- Opening Delimiter -

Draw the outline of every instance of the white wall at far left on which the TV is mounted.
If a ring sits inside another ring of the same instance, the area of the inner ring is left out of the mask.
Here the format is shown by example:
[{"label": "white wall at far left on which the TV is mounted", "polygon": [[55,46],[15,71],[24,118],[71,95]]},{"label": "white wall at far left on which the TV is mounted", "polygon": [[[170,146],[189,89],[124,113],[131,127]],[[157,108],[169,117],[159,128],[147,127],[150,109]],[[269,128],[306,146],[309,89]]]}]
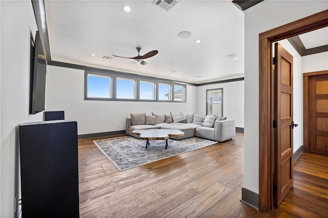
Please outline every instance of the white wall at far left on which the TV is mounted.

- Closing Delimiter -

**What the task asks**.
Lines that hold "instance" are the ones to copy, so pick each out from the data.

**Completed task**.
Draw the outline of every instance of the white wall at far left on which the TV is mounted.
If a ring sits inside another ring of the same instance, the area of the inner ring is left out of the mask.
Please outline every instance of the white wall at far left on which the TV is mounted.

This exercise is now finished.